- _Exercise brief_: Pick up the feature reduction notebook after its last line and keep writing it.
╭─ Reading passage
## Feature Reductions

### Implementation of feature reduction methods:

`make_df_up_level` - converts OSU_ID to 'genus', 'family'... level

### These methods convert dataframe of data to dataset for making train/test split:

`SVD_truncate` - reduces dimensionality of features by SVD truncate

`make_dataset_osu_diff` - Rank features by difference in mean abundance between labels

`make_dataset` - Converts dataframe to dataset for making train/test split

`make_dataset_zscore` - Rank features by Z-score between labels

`feature_from_correlation` - Rank features by their correlation with the label


In [21]:
import numpy as np
import pandas as pd
from sklearn.decomposition import TruncatedSVD
import math
import matplotlib.pyplot as plt
import seaborn as sns

In [2]:
def make_df_up_level(osu_df,tax_df,level,norm_type):
    '''
    Changes taxonomic level of dataframe to a user-specified level
    Input: osu_df - dataframe of abundacnes
           tax_df - dataframe of taxonomic information
           level - level to which taxonomic information should be moved to.
                   Can be None, genus, family, order, class, phylum
           norm_type - type of normalization used
    Returns: dataframe with new taxonomy information
    '''
    #Make dictionary of the OSU ids the the taxonomy at a specific level
    up_dict = dict(zip(tax_df.osu_id, tax_df[level]))
╰─
╭─ Provided material
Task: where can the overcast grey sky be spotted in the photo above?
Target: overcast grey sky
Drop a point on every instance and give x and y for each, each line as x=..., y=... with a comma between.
╰─
- _Exercise result_:
    
    #Replace brackets with underscores because of issues
    for key in up_dict:
        val = str(up_dict[key])
        val = val.replace(']','_')
        val = val.replace('[','_')
        up_dict[key]=val
    
    #Replace osu ids with the taxonomy level
    df = osu_df.rename(columns=up_dict)
    cols = df.columns.tolist()
    
    #Drop osu_ids without taxonomy information
    cols = [x for x in cols if "_" not in str(x)]
    df = df.drop(cols, axis=1)
    
    #Convert abundance data from log to normal if the clr normalization is used
    if norm_type == 'clr':
        df = df.applymap(np.exp)
    
    #Sum data with the same taxonomy
    df = df.groupby(by=df.columns, axis=1).sum()
    
    #Re-log the data if clr normalization was used
    if norm_type == 'clr':
        df = df.applymap(np.log)
        
    #Reconcatenate group information onto dataframe
    df = pd.concat([df,osu_df.Group],axis=1)
    
    return df

In [1]:
def SVD_truncate(df,ncomp,cutoff):
    '''
    Uses SVD-truncate to reduce features
    Inputs: df - dataframe containing the composition data
            ncomp - number of components
            cutoff - the abundance level cutoff
    Return: X - array of sample-feature data
            Y - binary labels for data
            labels - text labels for data
    '''
    #Convert cutoff to log scale if clr normalization used
    if norm_type == 'clr':
        cutoff = np.e**cutoff
        
    #Identify unique labels
    labels = df.Group.unique()

    #Convert group labels to binary labels and save as Y
    d_cat ={}
    for i,cat in enumerate(labels):
        d_cat[cat]=i
    Y = [d_cat[x] for x in df['Group'].tolist()]
    
    #Drop group data, transpose, remove data where all counts are under the cutoff and re-transpose
    df = df.drop(['Group'], axis=1)
    dfT = df.T
    dfT = dfT[~(dfT[dfT.columns] < cutoff).all(axis=1)]
    df = dfT.T
    
    #Make dataframe 
    X = np.array(df)
    
    #Use Truncated SVD and plot
    svd = TruncatedSVD(n_components=ncomp, n_iter=10, random_state=42)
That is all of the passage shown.